> The exercise:
Look below for the line containing "Could you please outline every instance of the woman's". Output it and each remaining line of the entries exactly, and nothing else.

> Records for this exercise:

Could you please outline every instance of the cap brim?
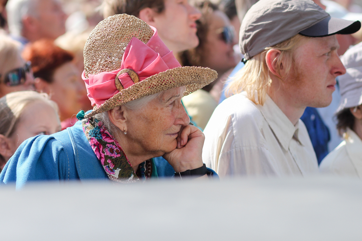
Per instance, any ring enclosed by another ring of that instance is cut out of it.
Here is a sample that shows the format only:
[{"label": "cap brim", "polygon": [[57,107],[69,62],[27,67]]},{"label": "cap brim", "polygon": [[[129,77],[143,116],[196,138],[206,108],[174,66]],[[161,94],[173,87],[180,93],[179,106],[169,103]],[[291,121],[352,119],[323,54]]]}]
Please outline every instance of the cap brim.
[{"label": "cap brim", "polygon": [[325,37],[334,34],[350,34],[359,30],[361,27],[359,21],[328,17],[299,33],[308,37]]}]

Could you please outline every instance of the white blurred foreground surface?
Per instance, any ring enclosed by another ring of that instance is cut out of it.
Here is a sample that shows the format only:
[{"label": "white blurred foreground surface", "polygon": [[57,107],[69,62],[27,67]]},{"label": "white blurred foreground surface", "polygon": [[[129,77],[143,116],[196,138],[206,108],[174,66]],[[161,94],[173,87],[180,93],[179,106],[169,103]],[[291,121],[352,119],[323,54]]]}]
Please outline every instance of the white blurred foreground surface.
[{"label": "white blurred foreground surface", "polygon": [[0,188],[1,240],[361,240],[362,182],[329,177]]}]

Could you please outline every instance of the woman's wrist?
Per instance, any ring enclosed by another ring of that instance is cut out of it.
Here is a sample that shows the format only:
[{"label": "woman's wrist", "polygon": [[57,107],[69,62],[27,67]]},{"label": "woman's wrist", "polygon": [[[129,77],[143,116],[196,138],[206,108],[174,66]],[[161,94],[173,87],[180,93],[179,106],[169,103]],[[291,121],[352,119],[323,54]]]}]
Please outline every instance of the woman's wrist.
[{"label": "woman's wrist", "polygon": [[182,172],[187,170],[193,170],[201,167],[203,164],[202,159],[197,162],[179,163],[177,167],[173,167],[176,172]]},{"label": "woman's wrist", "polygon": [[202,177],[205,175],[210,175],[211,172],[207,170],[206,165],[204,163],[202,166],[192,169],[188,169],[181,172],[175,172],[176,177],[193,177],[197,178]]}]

> Answer:
Could you please outline every instance of the woman's wrist?
Per instance, any ring enclosed by another ring of that instance is cut out of it.
Here is a sample that shows the format only:
[{"label": "woman's wrist", "polygon": [[57,107],[69,62],[27,67]]},{"label": "woman's wrist", "polygon": [[[129,77],[143,116],[196,138],[206,108],[174,66]],[[161,94],[173,87],[180,93],[179,106],[169,103]],[[291,121],[352,119],[323,54]]]}]
Please outline every instance of the woman's wrist.
[{"label": "woman's wrist", "polygon": [[182,172],[187,170],[193,170],[201,167],[203,164],[202,159],[197,162],[179,163],[177,167],[173,167],[176,172]]},{"label": "woman's wrist", "polygon": [[202,177],[205,175],[210,175],[211,172],[207,170],[206,165],[204,163],[202,166],[192,169],[188,169],[181,172],[175,172],[176,177],[193,177],[197,178]]}]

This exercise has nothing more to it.